2011-08-04 15:40:43 -07:00
80e1f79188 revert: Introduce struct to keep command-line options
The current code uses a set of file-scope static variables to tell the
cherry-pick/ revert machinery how to replay the changes, and
initializes them by parsing the command-line arguments.  In later
steps in this series, we would like to introduce an API function that
calls into this machinery directly and have a way to tell it what to
do.  Hence, introduce a structure to group these variables, so that
the API can take them as a single replay_options parameter.  The only
exception is the variable "me" -- remove it since it not an
independent option, and can be inferred from the action.

Unfortunately, this patch introduces a minor regression.  Parsing
strategy-option violates a C89 rule: Initializers cannot refer to
variables whose address is not known at compile time.  Currently, this
rule is violated by some other parts of Git as well, and it is
possible to get GCC to report these instances using the "-std=c89
-pedantic" option.

● **REQUEST 1**
In the commit message, which C89 rule does parsing strategy-option violate?
The entries below have no connection to the commit message.

● **SUPPLIED DATA**
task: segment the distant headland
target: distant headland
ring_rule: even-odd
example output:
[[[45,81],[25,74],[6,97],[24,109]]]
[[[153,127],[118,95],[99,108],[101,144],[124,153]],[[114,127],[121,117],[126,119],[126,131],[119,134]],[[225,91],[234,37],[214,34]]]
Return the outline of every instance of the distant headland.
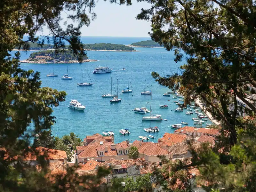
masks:
[[[98,60],[89,59],[85,55],[82,62],[97,61]],[[78,63],[78,58],[75,56],[69,50],[62,50],[57,53],[54,50],[47,50],[32,53],[29,58],[20,61],[20,63]]]
[[[163,46],[160,45],[158,43],[152,40],[143,41],[140,42],[134,43],[127,46],[135,47],[164,47]]]
[[[37,43],[29,43],[29,49],[28,51],[45,51],[54,49],[53,45],[44,44],[42,45]],[[124,45],[112,44],[111,43],[95,43],[84,44],[84,49],[87,51],[136,51],[134,48],[126,46]],[[65,46],[68,49],[69,45]],[[15,47],[13,51],[24,51],[18,47]]]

● **REQUEST 2**
Rewrite the entries above, changing "distant headland" to "far headland" and nothing else, and leave the pictures out.

● **COMPLETE ANSWER 1**
Initializers cannot refer to variables whose address is not known at compile time.

● **COMPLETE ANSWER 2**
task: segment the far headland
target: far headland
ring_rule: even-odd
example output:
[[[45,81],[25,74],[6,97],[24,109]]]
[[[153,127],[118,95],[99,108],[101,144],[124,153]],[[114,127],[121,117],[126,119],[126,131],[119,134]],[[225,91],[234,37],[214,34]]]
Return the outline of every instance of the far headland.
masks:
[[[98,60],[89,59],[85,55],[82,62],[97,61]],[[78,63],[78,58],[75,56],[69,50],[62,50],[57,53],[54,50],[47,50],[32,53],[29,58],[20,61],[20,63]]]
[[[163,46],[160,45],[158,43],[152,40],[143,41],[140,42],[134,43],[127,46],[135,47],[164,47]]]
[[[37,43],[29,43],[29,49],[28,51],[45,51],[54,49],[53,45],[44,44],[42,45]],[[124,45],[112,44],[111,43],[95,43],[84,44],[84,49],[87,51],[136,51],[134,48],[126,46]],[[65,46],[68,49],[69,45]],[[15,47],[13,51],[24,51],[18,47]]]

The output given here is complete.